> [Aufgabenstellung]
Kannst du die folgenden Daten vollständig in eine nummerierte Liste umwandeln, ohne Leerzeilen?

Ein Datenblock:
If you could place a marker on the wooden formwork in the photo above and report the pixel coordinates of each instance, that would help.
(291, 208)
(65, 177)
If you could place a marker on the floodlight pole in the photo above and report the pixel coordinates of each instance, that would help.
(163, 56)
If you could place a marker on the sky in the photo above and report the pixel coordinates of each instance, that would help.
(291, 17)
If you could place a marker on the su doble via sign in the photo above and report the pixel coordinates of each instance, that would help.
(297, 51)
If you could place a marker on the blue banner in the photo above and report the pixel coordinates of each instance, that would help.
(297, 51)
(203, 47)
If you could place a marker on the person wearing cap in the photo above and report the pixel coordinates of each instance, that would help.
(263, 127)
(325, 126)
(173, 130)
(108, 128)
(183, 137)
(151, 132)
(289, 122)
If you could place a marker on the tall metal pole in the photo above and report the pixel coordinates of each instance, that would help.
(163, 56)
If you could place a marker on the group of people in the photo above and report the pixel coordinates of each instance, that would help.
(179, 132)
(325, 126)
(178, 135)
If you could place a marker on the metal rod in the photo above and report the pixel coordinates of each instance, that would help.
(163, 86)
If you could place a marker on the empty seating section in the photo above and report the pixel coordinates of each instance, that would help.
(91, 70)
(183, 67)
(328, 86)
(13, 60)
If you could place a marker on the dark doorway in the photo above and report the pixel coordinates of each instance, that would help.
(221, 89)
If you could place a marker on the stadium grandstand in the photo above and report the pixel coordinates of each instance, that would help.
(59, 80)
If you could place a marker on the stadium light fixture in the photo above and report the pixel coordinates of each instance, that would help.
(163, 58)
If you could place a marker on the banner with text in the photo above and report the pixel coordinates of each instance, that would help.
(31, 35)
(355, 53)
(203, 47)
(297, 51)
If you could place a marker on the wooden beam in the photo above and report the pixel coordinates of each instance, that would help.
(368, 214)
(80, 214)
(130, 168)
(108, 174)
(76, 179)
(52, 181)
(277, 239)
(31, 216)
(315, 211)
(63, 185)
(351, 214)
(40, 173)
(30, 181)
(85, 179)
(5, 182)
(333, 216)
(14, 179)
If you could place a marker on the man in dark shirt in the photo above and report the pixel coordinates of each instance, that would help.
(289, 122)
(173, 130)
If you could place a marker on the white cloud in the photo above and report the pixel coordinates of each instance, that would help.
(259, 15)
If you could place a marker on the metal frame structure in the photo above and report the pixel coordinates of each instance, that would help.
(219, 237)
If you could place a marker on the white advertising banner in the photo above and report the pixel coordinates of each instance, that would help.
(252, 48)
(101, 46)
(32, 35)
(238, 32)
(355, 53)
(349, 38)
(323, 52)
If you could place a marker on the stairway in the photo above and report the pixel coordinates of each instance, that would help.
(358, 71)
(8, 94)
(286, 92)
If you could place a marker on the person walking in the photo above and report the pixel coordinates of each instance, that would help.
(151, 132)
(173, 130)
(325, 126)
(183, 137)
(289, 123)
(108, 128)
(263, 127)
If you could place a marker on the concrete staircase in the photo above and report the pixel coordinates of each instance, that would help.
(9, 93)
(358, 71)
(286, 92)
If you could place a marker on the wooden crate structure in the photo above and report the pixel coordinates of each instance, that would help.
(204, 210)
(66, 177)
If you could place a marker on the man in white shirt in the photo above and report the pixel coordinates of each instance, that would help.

> [Lösung der Aufgabe]
1. If you could place a marker on the wooden formwork in the photo above and report the pixel coordinates of each instance, that would help.
2. (291, 208)
3. (65, 177)
4. If you could place a marker on the floodlight pole in the photo above and report the pixel coordinates of each instance, that would help.
5. (163, 56)
6. If you could place a marker on the sky in the photo above and report the pixel coordinates of each instance, that would help.
7. (291, 17)
8. If you could place a marker on the su doble via sign in the photo above and report the pixel coordinates of each instance, that would help.
9. (297, 51)
10. If you could place a marker on the blue banner in the photo above and report the pixel coordinates of each instance, that would help.
11. (297, 51)
12. (203, 47)
13. If you could place a marker on the person wearing cap in the photo above and report the pixel coordinates of each instance, that would help.
14. (263, 127)
15. (325, 126)
16. (173, 130)
17. (108, 128)
18. (183, 137)
19. (151, 132)
20. (289, 122)
21. If you could place a marker on the tall metal pole in the photo above and report the pixel coordinates of each instance, that would help.
22. (163, 56)
23. If you could place a marker on the group of people in the photo above and report the pixel coordinates of each instance, that would help.
24. (179, 132)
25. (325, 126)
26. (178, 135)
27. If you could place a marker on the metal rod in the photo above and report the pixel coordinates of each instance, that would help.
28. (163, 86)
29. If you could place a marker on the empty seating section in the photo above and report the pixel coordinates of each instance, that would help.
30. (91, 70)
31. (183, 67)
32. (328, 86)
33. (13, 60)
34. If you could place a marker on the dark doorway in the photo above and report the pixel coordinates of each instance, that would help.
35. (221, 89)
36. If you could place a marker on the stadium grandstand in the photo above and report the pixel coordinates of each instance, that would help.
37. (59, 80)
38. If you could place a marker on the stadium light fixture in the photo above and report the pixel coordinates of each instance, that would help.
39. (163, 58)
40. If you could place a marker on the banner with text in the photo above and report the pixel coordinates of each instance, that would help.
41. (31, 35)
42. (355, 53)
43. (203, 47)
44. (297, 51)
45. If you could place a marker on the wooden beam in the photo above and report the pixel coordinates of each instance, that would help.
46. (368, 214)
47. (80, 214)
48. (130, 168)
49. (108, 174)
50. (76, 179)
51. (52, 181)
52. (277, 239)
53. (31, 216)
54. (315, 211)
55. (63, 185)
56. (351, 214)
57. (40, 173)
58. (30, 181)
59. (85, 179)
60. (5, 182)
61. (333, 216)
62. (14, 179)
63. If you could place a marker on the man in dark shirt in the photo above and report the pixel coordinates of each instance, that would help.
64. (289, 122)
65. (173, 130)
66. If you could place a marker on the white cloud in the photo above and report the pixel coordinates of each instance, that would help.
67. (259, 15)
68. If you could place a marker on the metal frame structure in the photo above and report the pixel coordinates of each instance, that would help.
69. (219, 237)
70. If you could place a marker on the white advertising banner in the photo above and report the pixel coordinates of each instance, that would help.
71. (252, 48)
72. (101, 46)
73. (32, 35)
74. (238, 32)
75. (355, 53)
76. (349, 38)
77. (323, 52)
78. If you could place a marker on the stairway in the photo above and report the pixel coordinates of each instance, that would help.
79. (358, 71)
80. (8, 94)
81. (286, 92)
82. If you could place a marker on the person walking in the photo above and report the pixel coordinates of each instance, that would help.
83. (151, 132)
84. (173, 130)
85. (325, 126)
86. (183, 137)
87. (289, 123)
88. (108, 128)
89. (263, 127)
90. If you could place a marker on the concrete staircase in the photo above and report the pixel coordinates of each instance, that would help.
91. (9, 93)
92. (358, 71)
93. (286, 92)
94. If you could place a marker on the wooden crate structure in the photo above and report the pixel coordinates of each instance, that would help.
95. (204, 210)
96. (66, 177)
97. If you could place a marker on the man in white shirt in the photo above and report the pixel coordinates of each instance, that would help.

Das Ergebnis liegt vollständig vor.